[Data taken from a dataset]
BEGIN

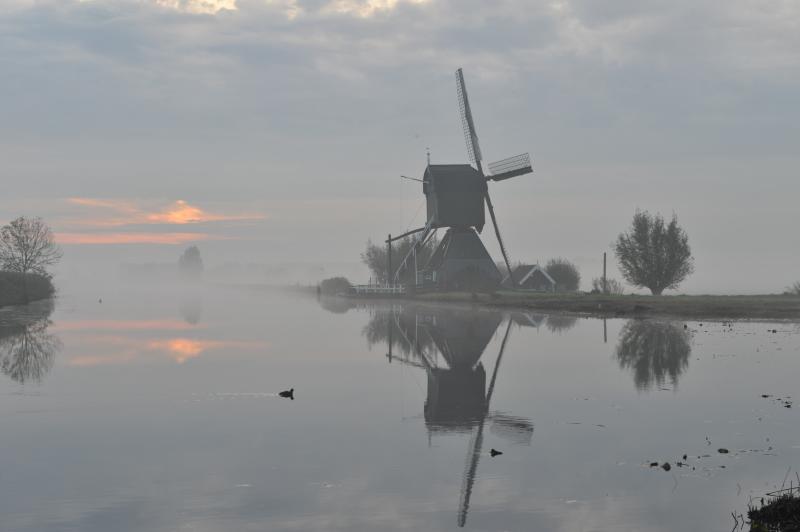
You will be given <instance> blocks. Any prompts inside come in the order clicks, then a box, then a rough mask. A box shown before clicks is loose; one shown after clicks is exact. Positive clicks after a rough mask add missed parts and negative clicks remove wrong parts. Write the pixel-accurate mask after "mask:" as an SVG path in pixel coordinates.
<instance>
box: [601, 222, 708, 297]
mask: <svg viewBox="0 0 800 532" xmlns="http://www.w3.org/2000/svg"><path fill="white" fill-rule="evenodd" d="M615 252H616V255H617V260H618V261H619V269H620V271H622V275H623V277H625V280H626V281H628V282H629V283H630V284H632V285H634V286H639V287H643V288H648V289H649V290H650V291H651V292H652V293H653V295H661V293H662V292H663V291H664V290H668V289H673V288H677V287H678V285H679V284H680V283H681V282H682V281H683V280H684V279H686V277H688V276H689V275H690V274H691V273H692V272H693V271H694V261H693V259H692V251H691V248H690V247H689V236H688V235H687V234H686V232H685V231H684V230H683V229H682V228H681V227H680V226H679V225H678V218H677V216H675V215H674V214H673V215H672V219H671V220H670V222H669V223H665V221H664V218H663V217H662V216H661V215H660V214H656V215H651V214H650V213H648V212H647V211H636V214H634V215H633V222H632V223H631V227H630V229H629V230H628V232H627V233H621V234H620V235H619V236H618V237H617V243H616V246H615Z"/></svg>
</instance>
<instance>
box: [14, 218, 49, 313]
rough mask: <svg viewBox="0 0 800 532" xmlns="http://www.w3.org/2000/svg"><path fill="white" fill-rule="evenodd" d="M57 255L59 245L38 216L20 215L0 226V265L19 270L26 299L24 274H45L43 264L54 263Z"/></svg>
mask: <svg viewBox="0 0 800 532" xmlns="http://www.w3.org/2000/svg"><path fill="white" fill-rule="evenodd" d="M61 256H62V253H61V248H59V247H58V245H56V242H55V238H53V233H52V231H50V228H49V227H48V226H47V224H46V223H44V221H43V220H42V219H41V218H25V217H24V216H21V217H19V218H17V219H16V220H13V221H11V222H10V223H9V224H8V225H5V226H3V228H2V229H0V268H2V269H3V270H6V271H11V272H16V273H20V274H22V282H23V287H24V292H25V298H26V299H27V297H28V285H27V280H26V277H27V275H28V274H31V273H34V274H38V275H41V276H43V277H49V276H50V274H49V273H48V272H47V268H48V267H49V266H53V265H54V264H56V263H57V262H58V261H59V260H60V259H61Z"/></svg>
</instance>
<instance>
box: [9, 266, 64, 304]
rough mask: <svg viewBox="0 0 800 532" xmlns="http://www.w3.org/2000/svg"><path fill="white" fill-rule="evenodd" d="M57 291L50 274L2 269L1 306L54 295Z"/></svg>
mask: <svg viewBox="0 0 800 532" xmlns="http://www.w3.org/2000/svg"><path fill="white" fill-rule="evenodd" d="M55 291H56V289H55V287H54V286H53V282H52V280H51V279H50V276H48V275H40V274H38V273H28V274H24V275H23V274H21V273H17V272H6V271H0V307H4V306H6V305H24V304H25V303H27V302H29V301H36V300H37V299H45V298H48V297H52V296H53V294H54V293H55Z"/></svg>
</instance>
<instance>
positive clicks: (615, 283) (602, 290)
mask: <svg viewBox="0 0 800 532" xmlns="http://www.w3.org/2000/svg"><path fill="white" fill-rule="evenodd" d="M624 293H625V287H623V286H622V283H621V282H619V281H617V280H616V279H611V278H606V281H605V284H604V283H603V278H602V277H595V278H594V279H592V294H611V295H614V296H621V295H622V294H624Z"/></svg>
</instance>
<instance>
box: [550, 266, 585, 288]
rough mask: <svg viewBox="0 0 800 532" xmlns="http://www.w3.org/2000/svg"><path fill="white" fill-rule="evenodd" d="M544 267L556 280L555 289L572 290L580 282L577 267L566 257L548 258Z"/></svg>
mask: <svg viewBox="0 0 800 532" xmlns="http://www.w3.org/2000/svg"><path fill="white" fill-rule="evenodd" d="M544 269H545V271H546V272H547V274H548V275H550V277H552V278H553V280H554V281H555V282H556V290H558V291H560V292H574V291H575V290H577V289H578V287H579V286H580V284H581V274H580V272H579V271H578V267H577V266H575V265H574V264H573V263H571V262H570V261H568V260H567V259H563V258H557V259H550V260H549V261H548V262H547V264H546V265H545V267H544Z"/></svg>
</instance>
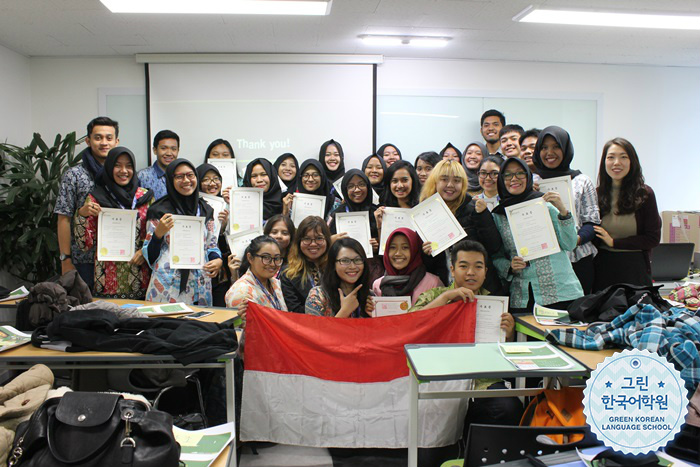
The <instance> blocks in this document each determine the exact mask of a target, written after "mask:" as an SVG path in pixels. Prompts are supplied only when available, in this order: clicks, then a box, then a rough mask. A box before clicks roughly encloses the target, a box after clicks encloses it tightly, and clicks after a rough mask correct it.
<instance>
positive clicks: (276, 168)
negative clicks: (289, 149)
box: [273, 152, 299, 198]
mask: <svg viewBox="0 0 700 467" xmlns="http://www.w3.org/2000/svg"><path fill="white" fill-rule="evenodd" d="M273 165H274V166H275V170H277V174H278V175H279V176H280V179H281V180H282V183H284V186H286V187H287V189H286V190H285V191H284V193H282V198H284V197H285V196H287V195H288V194H289V193H294V192H295V191H296V189H297V180H298V178H299V177H298V175H299V161H298V160H297V158H296V156H294V154H292V153H291V152H285V153H284V154H282V155H281V156H280V157H278V158H277V160H276V161H275V163H274V164H273Z"/></svg>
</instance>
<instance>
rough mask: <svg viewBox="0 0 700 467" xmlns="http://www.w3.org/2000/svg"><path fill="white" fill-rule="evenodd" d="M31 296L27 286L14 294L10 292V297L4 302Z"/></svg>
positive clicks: (17, 299) (23, 286)
mask: <svg viewBox="0 0 700 467" xmlns="http://www.w3.org/2000/svg"><path fill="white" fill-rule="evenodd" d="M28 295H29V290H27V288H26V287H25V286H22V287H20V288H19V289H15V290H13V291H12V292H10V296H9V297H7V298H4V299H3V300H10V299H14V300H18V299H20V298H24V297H26V296H28Z"/></svg>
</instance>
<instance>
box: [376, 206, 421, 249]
mask: <svg viewBox="0 0 700 467" xmlns="http://www.w3.org/2000/svg"><path fill="white" fill-rule="evenodd" d="M401 227H406V228H408V229H411V230H416V227H415V226H414V225H413V220H412V219H411V210H410V209H406V208H390V207H386V208H384V217H383V218H382V232H381V237H380V238H379V254H380V255H383V254H384V248H385V247H386V241H387V239H388V238H389V234H391V232H393V231H394V230H396V229H400V228H401Z"/></svg>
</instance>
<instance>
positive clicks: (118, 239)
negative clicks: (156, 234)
mask: <svg viewBox="0 0 700 467" xmlns="http://www.w3.org/2000/svg"><path fill="white" fill-rule="evenodd" d="M136 214H137V212H136V211H133V210H131V209H114V208H101V209H100V214H99V216H97V260H98V261H129V260H131V258H133V257H134V254H135V253H136Z"/></svg>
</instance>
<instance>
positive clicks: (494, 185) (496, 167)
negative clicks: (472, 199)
mask: <svg viewBox="0 0 700 467" xmlns="http://www.w3.org/2000/svg"><path fill="white" fill-rule="evenodd" d="M502 163H503V159H501V158H500V157H496V156H488V157H485V158H484V159H483V160H482V161H481V163H480V164H479V167H478V168H477V172H476V173H477V176H478V177H479V185H480V186H481V188H482V190H483V191H482V192H481V193H479V194H478V195H476V196H475V198H478V199H483V200H484V201H485V202H486V206H487V207H488V208H489V211H493V208H495V207H496V206H498V202H499V201H500V200H501V198H499V197H498V183H497V182H498V174H499V173H501V164H502Z"/></svg>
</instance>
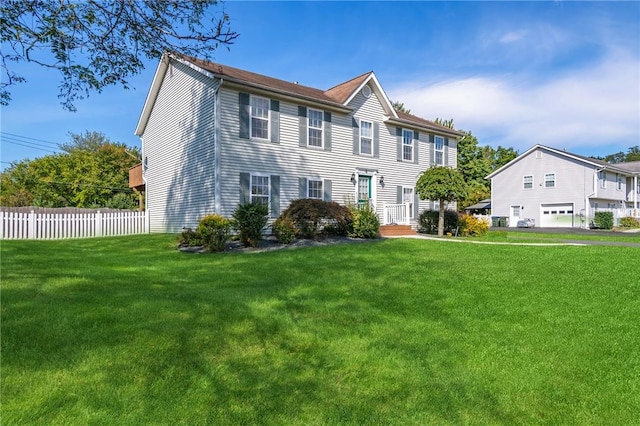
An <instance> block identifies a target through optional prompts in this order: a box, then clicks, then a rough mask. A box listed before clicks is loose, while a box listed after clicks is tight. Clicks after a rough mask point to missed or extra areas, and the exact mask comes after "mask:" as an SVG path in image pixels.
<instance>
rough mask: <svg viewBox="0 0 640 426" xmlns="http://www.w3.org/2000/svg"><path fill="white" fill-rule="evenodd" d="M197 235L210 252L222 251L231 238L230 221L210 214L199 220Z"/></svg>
mask: <svg viewBox="0 0 640 426" xmlns="http://www.w3.org/2000/svg"><path fill="white" fill-rule="evenodd" d="M197 233H198V234H199V235H200V238H201V240H202V243H203V244H204V245H205V246H206V247H207V248H208V249H209V250H210V251H224V249H225V248H226V247H227V242H229V239H230V238H231V220H229V219H227V218H224V217H222V216H220V215H217V214H210V215H208V216H205V217H203V218H202V219H200V223H198V230H197Z"/></svg>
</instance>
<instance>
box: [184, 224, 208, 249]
mask: <svg viewBox="0 0 640 426" xmlns="http://www.w3.org/2000/svg"><path fill="white" fill-rule="evenodd" d="M178 245H179V246H182V247H185V246H186V247H195V246H201V245H203V244H202V237H201V236H200V234H198V233H197V232H196V231H194V230H193V229H191V228H182V232H181V233H180V238H178Z"/></svg>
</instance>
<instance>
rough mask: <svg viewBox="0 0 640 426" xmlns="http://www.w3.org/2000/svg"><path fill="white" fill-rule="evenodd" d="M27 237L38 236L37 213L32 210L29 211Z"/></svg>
mask: <svg viewBox="0 0 640 426" xmlns="http://www.w3.org/2000/svg"><path fill="white" fill-rule="evenodd" d="M27 224H28V225H27V229H28V230H27V238H29V239H35V238H36V213H35V212H34V211H33V210H31V213H29V221H28V222H27Z"/></svg>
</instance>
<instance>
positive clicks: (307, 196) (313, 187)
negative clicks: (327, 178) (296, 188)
mask: <svg viewBox="0 0 640 426" xmlns="http://www.w3.org/2000/svg"><path fill="white" fill-rule="evenodd" d="M307 197H308V198H317V199H319V200H322V181H321V180H312V179H309V180H307Z"/></svg>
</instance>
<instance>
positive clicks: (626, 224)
mask: <svg viewBox="0 0 640 426" xmlns="http://www.w3.org/2000/svg"><path fill="white" fill-rule="evenodd" d="M620 226H621V227H622V228H640V220H638V219H636V218H635V217H631V216H627V217H623V218H622V219H620Z"/></svg>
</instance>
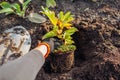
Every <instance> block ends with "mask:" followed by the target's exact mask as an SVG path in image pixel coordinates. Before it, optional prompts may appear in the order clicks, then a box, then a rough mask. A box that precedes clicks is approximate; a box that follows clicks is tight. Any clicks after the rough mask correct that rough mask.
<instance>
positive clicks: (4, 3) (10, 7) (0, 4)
mask: <svg viewBox="0 0 120 80" xmlns="http://www.w3.org/2000/svg"><path fill="white" fill-rule="evenodd" d="M0 6H1V7H2V8H11V5H10V4H9V3H8V2H2V3H0Z"/></svg>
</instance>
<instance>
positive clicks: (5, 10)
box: [0, 8, 14, 14]
mask: <svg viewBox="0 0 120 80" xmlns="http://www.w3.org/2000/svg"><path fill="white" fill-rule="evenodd" d="M13 12H14V11H13V10H12V9H11V8H4V9H2V10H0V14H1V13H13Z"/></svg>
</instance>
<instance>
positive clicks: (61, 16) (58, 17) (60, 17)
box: [58, 11, 64, 20]
mask: <svg viewBox="0 0 120 80" xmlns="http://www.w3.org/2000/svg"><path fill="white" fill-rule="evenodd" d="M63 17H64V13H63V11H60V13H59V14H58V18H59V19H60V20H62V19H63Z"/></svg>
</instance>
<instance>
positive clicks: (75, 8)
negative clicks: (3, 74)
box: [0, 0, 120, 80]
mask: <svg viewBox="0 0 120 80" xmlns="http://www.w3.org/2000/svg"><path fill="white" fill-rule="evenodd" d="M0 1H9V2H11V3H13V2H15V0H0ZM41 5H45V1H44V0H33V1H32V3H31V4H30V6H29V10H28V13H29V12H30V11H35V12H39V11H40V10H41V8H40V7H41ZM53 10H55V11H56V12H57V13H58V12H59V11H61V10H62V11H64V12H67V11H71V13H72V14H74V15H75V20H74V21H73V25H74V26H75V27H76V28H78V30H79V31H78V32H76V33H75V34H74V35H73V38H74V40H75V43H76V46H77V50H76V51H75V65H74V67H73V68H72V69H71V70H70V71H68V72H64V73H53V72H49V71H45V69H44V67H43V68H42V69H41V70H40V71H39V73H38V75H37V77H36V80H120V0H96V2H92V0H74V2H71V1H70V0H57V6H56V7H55V8H54V9H53ZM16 25H22V26H24V27H25V28H26V29H27V30H28V31H29V33H30V34H31V38H32V46H31V49H33V48H34V47H35V46H36V45H37V43H36V42H37V41H39V40H41V38H42V36H43V35H44V34H45V33H46V32H47V31H49V29H50V26H51V24H50V22H49V21H47V22H45V23H42V24H35V23H31V22H29V21H28V20H27V19H23V18H20V17H18V16H16V15H7V16H6V15H4V14H1V15H0V33H1V34H2V32H3V31H4V30H5V29H8V28H10V27H13V26H16ZM48 59H49V57H48ZM48 59H47V60H48ZM47 60H46V62H47ZM44 66H45V65H44ZM48 68H49V67H48Z"/></svg>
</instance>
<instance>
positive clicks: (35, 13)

END

- WORK TASK: How many lines of the data above contain the string "coordinates"? Reply with the number only.

- EXERCISE OUTPUT: 2